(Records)

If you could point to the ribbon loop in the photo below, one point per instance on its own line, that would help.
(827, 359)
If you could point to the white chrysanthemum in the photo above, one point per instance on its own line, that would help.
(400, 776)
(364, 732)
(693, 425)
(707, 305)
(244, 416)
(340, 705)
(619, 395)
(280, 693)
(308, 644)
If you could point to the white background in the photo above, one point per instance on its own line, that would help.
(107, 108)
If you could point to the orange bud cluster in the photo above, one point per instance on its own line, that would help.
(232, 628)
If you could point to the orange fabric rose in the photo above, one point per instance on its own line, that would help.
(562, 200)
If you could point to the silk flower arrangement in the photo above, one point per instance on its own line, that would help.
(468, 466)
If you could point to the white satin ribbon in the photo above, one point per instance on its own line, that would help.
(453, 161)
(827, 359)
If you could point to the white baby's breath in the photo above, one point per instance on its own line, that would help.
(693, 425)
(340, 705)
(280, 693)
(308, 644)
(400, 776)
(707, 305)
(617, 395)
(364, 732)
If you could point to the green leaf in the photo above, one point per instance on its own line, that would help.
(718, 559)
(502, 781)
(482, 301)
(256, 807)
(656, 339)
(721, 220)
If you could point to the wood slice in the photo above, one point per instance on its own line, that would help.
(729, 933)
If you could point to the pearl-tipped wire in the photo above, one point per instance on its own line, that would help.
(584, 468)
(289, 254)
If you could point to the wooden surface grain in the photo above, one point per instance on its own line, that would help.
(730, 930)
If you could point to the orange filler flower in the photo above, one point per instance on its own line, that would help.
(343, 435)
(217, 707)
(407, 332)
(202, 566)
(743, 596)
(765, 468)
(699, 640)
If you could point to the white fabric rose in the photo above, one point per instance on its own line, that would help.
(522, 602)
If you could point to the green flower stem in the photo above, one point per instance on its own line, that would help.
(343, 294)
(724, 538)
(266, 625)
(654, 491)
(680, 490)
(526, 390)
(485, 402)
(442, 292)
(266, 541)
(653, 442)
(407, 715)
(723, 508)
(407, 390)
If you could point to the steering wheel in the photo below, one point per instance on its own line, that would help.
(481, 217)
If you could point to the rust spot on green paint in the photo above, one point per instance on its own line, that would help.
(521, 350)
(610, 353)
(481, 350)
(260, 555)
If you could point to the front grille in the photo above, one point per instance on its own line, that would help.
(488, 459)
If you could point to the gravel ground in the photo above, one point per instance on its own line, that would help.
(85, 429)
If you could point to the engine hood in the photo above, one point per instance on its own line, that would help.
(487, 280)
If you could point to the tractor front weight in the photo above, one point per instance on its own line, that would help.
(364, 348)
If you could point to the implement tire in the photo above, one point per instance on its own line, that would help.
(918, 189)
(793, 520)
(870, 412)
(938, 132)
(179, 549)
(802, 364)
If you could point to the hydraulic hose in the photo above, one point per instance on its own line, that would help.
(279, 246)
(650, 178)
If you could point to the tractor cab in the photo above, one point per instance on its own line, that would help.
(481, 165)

What you will do
Retype the records that precede this task, keeping them exactly the same.

Finished exercise
If you could point to the ribbon loop in the photo below, one point per instance on its own line, that would help.
(827, 359)
If you could point to the white chrysanthemum in the photo above, one point per instance on its own line, that would help.
(400, 776)
(364, 732)
(693, 425)
(707, 305)
(244, 416)
(340, 705)
(619, 395)
(280, 693)
(308, 644)
If you could point to the white background in the photo above, one point per instance on its own line, that would help.
(107, 108)
If you could point to the orange bud cluster in the photo above, one point per instance on its own line, that would help.
(232, 628)
If you could point to the orange fabric rose in the photo above, one point per instance on its own line, that would help.
(562, 200)
If you could point to the silk flower arrangement in the photo above, one point per instance on its own line, that would help.
(468, 466)
If you could point to the white satin ribbon in the photo above, one point per instance on its own line, that would help.
(453, 161)
(827, 359)
If you could point to the white baby's breath in the photo above, one point per instance on its own line, that would help.
(693, 425)
(340, 705)
(280, 693)
(308, 644)
(400, 776)
(707, 305)
(617, 395)
(364, 732)
If you could point to the green leaf in the photo above, one point per instance on its own line, that would help.
(718, 559)
(502, 781)
(482, 301)
(256, 807)
(656, 339)
(721, 220)
If you could point to the wood slice in the photo above, one point per instance on its own line, that would help.
(729, 933)
If you could point to the pearl-tipped wire in the photo above, one point per instance on its own line, that would help.
(584, 468)
(289, 254)
If you could point to the wooden surface grain in the photo above, one point per instance on its own line, that would help.
(730, 930)
If you could point to the orange filler flower in the photo above, one point per instance on its own line, that would help.
(343, 435)
(217, 707)
(407, 332)
(202, 566)
(743, 596)
(765, 468)
(699, 640)
If you could point to the white fabric rose in the photo above, one point per instance on its own line, that would help.
(522, 602)
If you could point to the green flower stem in the photo above, one point per instance on its own line, that would help.
(343, 294)
(724, 538)
(266, 625)
(654, 491)
(680, 490)
(526, 390)
(485, 402)
(442, 292)
(266, 541)
(653, 442)
(407, 715)
(723, 508)
(407, 390)
If you could point to the steering wheel in the photo below, one point per instance on its own line, that would help.
(481, 217)
If you could point to the rust spot on green paint in the photo above, one point per instance on its own line, that would help.
(521, 350)
(610, 353)
(481, 350)
(260, 555)
If you could point to the front grille in the photo above, one point per instance on its own line, that would help.
(488, 459)
If you could point to the gravel ground in the photo above, one point per instance on its own line, that would help.
(85, 429)
If you could point to the engine hood in the photo above, one point per instance on its own line, that would help.
(487, 280)
If you could point to the tractor front weight in the photo above, one point per instance on its own line, that would help.
(364, 348)
If you could point to the implement tire in the photo above, one point per instance on its own line, that would help.
(918, 189)
(793, 520)
(870, 412)
(938, 132)
(179, 549)
(802, 364)
If you could point to the hydraulic hose in the photo above, one point per instance on its own line, that would help.
(279, 246)
(650, 178)
If you could point to the tractor cab in the photo above, one point per instance on its own line, that would help.
(481, 165)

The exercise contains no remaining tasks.